**EXERCISE OBJECTIVE:** Write out the line with "armrest, one point per instance." and each line after it to the end of the material, exactly as they appear and with nothing else.
-- Opening Marker --
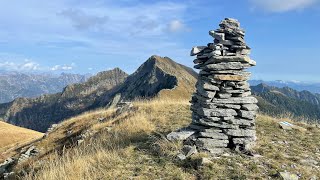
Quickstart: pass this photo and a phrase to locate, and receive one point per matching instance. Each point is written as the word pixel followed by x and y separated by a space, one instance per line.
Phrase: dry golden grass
pixel 13 137
pixel 133 146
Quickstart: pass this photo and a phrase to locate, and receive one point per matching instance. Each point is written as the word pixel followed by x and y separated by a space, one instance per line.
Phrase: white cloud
pixel 62 67
pixel 176 25
pixel 27 65
pixel 81 20
pixel 283 5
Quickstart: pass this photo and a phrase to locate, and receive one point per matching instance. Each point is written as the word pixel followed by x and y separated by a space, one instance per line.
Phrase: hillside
pixel 132 145
pixel 14 85
pixel 39 113
pixel 287 102
pixel 157 76
pixel 312 87
pixel 13 136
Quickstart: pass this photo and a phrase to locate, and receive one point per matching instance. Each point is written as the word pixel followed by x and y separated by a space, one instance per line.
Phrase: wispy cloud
pixel 63 67
pixel 177 25
pixel 283 5
pixel 81 20
pixel 27 65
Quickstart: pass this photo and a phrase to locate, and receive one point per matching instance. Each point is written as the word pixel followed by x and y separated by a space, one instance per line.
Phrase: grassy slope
pixel 13 136
pixel 133 146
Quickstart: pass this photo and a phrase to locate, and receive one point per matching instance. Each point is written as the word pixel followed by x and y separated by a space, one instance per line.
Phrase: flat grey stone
pixel 250 107
pixel 288 176
pixel 216 35
pixel 224 95
pixel 181 157
pixel 207 86
pixel 196 50
pixel 241 132
pixel 189 150
pixel 236 100
pixel 247 114
pixel 207 94
pixel 224 66
pixel 238 121
pixel 181 135
pixel 213 135
pixel 242 59
pixel 245 94
pixel 231 106
pixel 211 143
pixel 221 125
pixel 3 166
pixel 217 112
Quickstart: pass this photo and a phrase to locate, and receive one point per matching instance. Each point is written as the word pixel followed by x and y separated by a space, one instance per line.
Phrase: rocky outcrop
pixel 5 165
pixel 223 110
pixel 107 88
pixel 39 113
pixel 14 85
pixel 154 76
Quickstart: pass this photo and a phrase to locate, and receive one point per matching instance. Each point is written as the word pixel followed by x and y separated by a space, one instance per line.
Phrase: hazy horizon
pixel 89 37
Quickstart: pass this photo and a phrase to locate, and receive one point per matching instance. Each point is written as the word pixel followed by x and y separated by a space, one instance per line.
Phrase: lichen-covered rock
pixel 223 109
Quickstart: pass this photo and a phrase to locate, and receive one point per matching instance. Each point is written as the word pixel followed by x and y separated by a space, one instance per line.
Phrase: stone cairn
pixel 223 110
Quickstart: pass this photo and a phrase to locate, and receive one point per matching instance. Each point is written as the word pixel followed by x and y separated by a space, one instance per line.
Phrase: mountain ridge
pixel 14 84
pixel 155 77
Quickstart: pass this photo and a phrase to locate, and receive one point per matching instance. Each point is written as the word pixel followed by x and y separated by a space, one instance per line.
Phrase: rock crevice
pixel 223 110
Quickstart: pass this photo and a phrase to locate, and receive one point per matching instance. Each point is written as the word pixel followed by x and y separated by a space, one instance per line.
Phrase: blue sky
pixel 90 36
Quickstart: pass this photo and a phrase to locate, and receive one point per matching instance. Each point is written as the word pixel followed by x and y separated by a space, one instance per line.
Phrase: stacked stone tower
pixel 223 110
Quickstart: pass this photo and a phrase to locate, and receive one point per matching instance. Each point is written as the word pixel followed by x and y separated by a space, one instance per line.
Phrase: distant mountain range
pixel 15 84
pixel 275 101
pixel 297 85
pixel 156 77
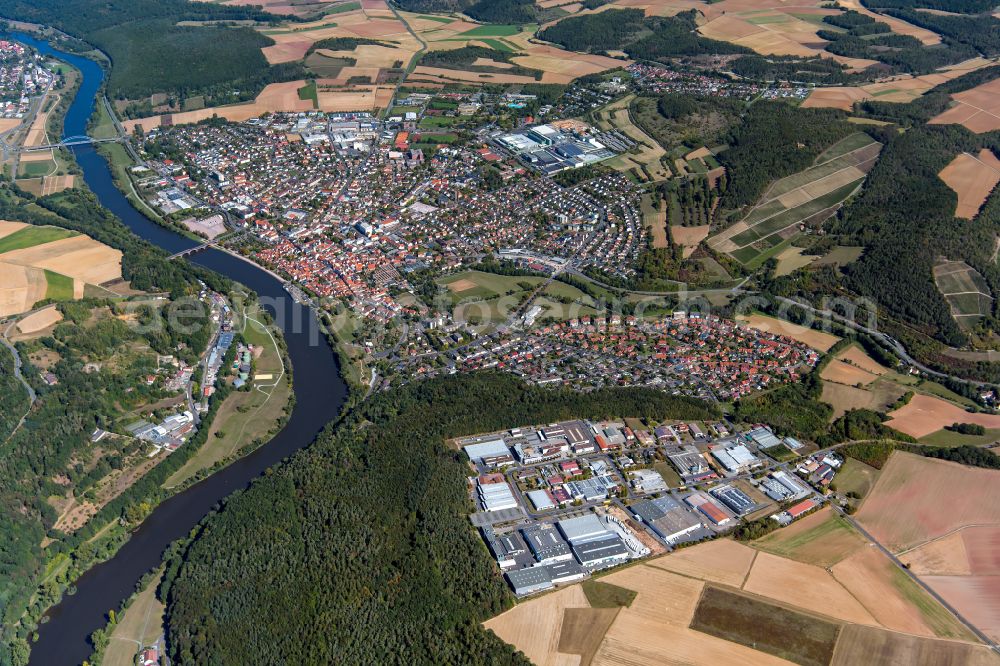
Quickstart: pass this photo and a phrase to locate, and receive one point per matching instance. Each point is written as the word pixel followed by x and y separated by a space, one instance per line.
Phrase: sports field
pixel 809 196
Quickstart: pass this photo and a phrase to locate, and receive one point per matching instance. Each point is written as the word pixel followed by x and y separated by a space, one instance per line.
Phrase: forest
pixel 775 140
pixel 151 53
pixel 47 452
pixel 363 552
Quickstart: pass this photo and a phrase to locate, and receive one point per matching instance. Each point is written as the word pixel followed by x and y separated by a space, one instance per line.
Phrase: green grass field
pixel 606 595
pixel 244 416
pixel 142 622
pixel 32 236
pixel 60 287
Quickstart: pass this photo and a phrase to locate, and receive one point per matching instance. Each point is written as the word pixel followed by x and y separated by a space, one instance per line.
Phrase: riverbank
pixel 64 637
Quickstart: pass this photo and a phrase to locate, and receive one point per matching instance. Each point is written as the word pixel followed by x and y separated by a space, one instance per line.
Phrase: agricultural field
pixel 949 538
pixel 818 340
pixel 977 109
pixel 852 367
pixel 915 501
pixel 38 262
pixel 972 177
pixel 866 645
pixel 822 538
pixel 696 606
pixel 245 416
pixel 809 196
pixel 877 396
pixel 965 290
pixel 785 633
pixel 645 161
pixel 855 476
pixel 901 88
pixel 141 623
pixel 487 297
pixel 926 414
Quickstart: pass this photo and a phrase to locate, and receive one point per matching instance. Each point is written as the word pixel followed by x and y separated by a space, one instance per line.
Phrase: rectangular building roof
pixel 583 529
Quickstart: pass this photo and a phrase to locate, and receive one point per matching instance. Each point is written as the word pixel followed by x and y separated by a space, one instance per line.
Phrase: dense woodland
pixel 362 548
pixel 51 448
pixel 152 54
pixel 775 140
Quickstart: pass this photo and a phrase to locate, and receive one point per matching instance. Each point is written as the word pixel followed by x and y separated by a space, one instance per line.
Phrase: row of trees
pixel 362 550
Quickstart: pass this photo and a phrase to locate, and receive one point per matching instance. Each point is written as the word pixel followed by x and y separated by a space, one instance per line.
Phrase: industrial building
pixel 735 499
pixel 530 580
pixel 712 510
pixel 689 463
pixel 780 486
pixel 495 494
pixel 541 500
pixel 648 481
pixel 506 548
pixel 488 449
pixel 550 150
pixel 669 519
pixel 546 544
pixel 737 459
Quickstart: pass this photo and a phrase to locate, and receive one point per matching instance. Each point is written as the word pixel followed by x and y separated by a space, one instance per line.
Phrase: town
pixel 562 501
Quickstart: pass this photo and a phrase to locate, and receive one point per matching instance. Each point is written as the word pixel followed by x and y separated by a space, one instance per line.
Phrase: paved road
pixel 951 609
pixel 20 377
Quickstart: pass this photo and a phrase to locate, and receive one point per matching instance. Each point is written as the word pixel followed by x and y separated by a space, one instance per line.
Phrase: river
pixel 319 389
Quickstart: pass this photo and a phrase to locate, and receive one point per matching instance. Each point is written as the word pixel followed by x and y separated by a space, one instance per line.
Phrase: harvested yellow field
pixel 804 586
pixel 689 237
pixel 945 556
pixel 475 77
pixel 818 340
pixel 719 561
pixel 917 500
pixel 925 414
pixel 20 288
pixel 534 626
pixel 978 109
pixel 7 228
pixel 40 320
pixel 972 177
pixel 654 629
pixel 857 357
pixel 79 257
pixel 792 259
pixel 874 580
pixel 898 26
pixel 842 372
pixel 821 538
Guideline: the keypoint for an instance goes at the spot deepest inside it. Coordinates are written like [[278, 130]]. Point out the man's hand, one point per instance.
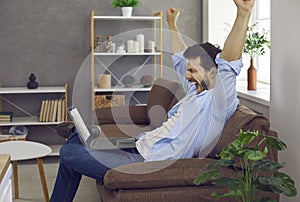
[[172, 16], [235, 41], [177, 43], [244, 5]]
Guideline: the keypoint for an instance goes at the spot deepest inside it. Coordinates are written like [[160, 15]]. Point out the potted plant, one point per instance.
[[146, 80], [251, 169], [255, 45], [126, 6]]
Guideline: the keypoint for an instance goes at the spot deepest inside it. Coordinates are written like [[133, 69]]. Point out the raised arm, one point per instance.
[[235, 41], [177, 44]]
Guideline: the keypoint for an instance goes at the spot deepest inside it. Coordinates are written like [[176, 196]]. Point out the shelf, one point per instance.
[[25, 90], [29, 121], [135, 88], [123, 54], [142, 18]]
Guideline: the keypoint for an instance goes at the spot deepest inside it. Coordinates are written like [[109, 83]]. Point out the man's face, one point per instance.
[[196, 74]]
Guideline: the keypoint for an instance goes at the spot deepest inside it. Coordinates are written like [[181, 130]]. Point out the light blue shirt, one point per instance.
[[203, 116]]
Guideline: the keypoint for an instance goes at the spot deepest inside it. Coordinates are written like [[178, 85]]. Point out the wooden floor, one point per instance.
[[30, 188]]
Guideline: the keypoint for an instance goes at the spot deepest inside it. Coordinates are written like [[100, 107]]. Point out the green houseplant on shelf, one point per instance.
[[254, 173], [126, 6], [255, 45]]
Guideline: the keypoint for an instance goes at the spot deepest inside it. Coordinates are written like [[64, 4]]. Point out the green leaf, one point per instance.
[[206, 176], [266, 199], [275, 143], [254, 155], [228, 182], [231, 194], [278, 183], [218, 163], [264, 165], [247, 137]]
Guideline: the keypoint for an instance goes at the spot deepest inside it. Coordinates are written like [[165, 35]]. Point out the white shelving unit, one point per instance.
[[122, 89], [156, 55], [124, 54], [134, 18], [32, 120]]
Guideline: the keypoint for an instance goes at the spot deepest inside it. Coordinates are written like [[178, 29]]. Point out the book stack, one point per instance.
[[5, 117], [53, 111]]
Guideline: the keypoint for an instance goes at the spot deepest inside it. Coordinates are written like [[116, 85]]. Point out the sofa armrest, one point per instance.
[[157, 174], [122, 115]]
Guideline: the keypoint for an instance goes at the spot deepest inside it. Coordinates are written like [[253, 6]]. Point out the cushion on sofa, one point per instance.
[[168, 173], [122, 115], [244, 119], [123, 130], [159, 100]]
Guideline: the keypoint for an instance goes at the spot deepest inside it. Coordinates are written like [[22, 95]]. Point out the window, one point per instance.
[[261, 15], [220, 23]]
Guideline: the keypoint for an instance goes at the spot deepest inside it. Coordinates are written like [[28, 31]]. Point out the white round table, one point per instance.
[[25, 150]]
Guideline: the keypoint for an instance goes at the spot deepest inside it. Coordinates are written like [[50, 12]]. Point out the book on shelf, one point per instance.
[[54, 114], [52, 110], [59, 110], [42, 111], [6, 117]]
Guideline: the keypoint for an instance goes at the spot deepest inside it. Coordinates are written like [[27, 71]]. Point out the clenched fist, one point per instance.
[[172, 16]]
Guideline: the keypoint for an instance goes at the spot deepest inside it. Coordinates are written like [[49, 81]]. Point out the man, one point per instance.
[[193, 124]]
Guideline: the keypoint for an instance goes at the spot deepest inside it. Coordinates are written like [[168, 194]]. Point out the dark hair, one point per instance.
[[207, 53]]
-- Closing Marker --
**SOLUTION FOR THIS EXERCISE:**
Guideline: the keypoint for an instance goes at the spot deepest inside it. Coordinates are written like [[116, 85]]. Point out the sofa armrest, one point per instance.
[[157, 174], [122, 115]]
Guideline: the keypoint for an instance goes at the spot deepest inside it. Coordinates are written like [[253, 6]]. Point out the cushion on sofa, one point per instance.
[[168, 173], [122, 115], [244, 119], [123, 130], [159, 100]]
Guideline: the keypoint for an instance goes at the spot deepest inside it. Coordinates are written like [[22, 95]]. Point out the window, one point per instance.
[[261, 15], [220, 23]]
Guideline: the keypoint for an instance goes at the spot deepest inside it. Coordinates are written like [[28, 31]]. Point out the white round table, one point per instance.
[[25, 150]]
Guideline: the keypoint for an instance goes at the spot deepest inside it. Coordinates are written like [[50, 12]]. Point out the book on shelf, one point per instance.
[[54, 114], [52, 110], [59, 110], [42, 111], [6, 117]]
Guideline: the keypoint for an instance goes at the spot deepest inside it. Coordinates are written like [[27, 71]]. Point out the clenched fist, one point per instance.
[[172, 16]]
Guideline: the keypoint for an instance goes at the spot deepest inside it. Coordinates are written like [[49, 81]]. Point out the man, one point per instance.
[[193, 124]]
Guideline: the keypoint for an instance goes at the spot deepest inside it. Coordinates are written like [[168, 194]]. Point out the dark hair, one point per instance.
[[207, 53]]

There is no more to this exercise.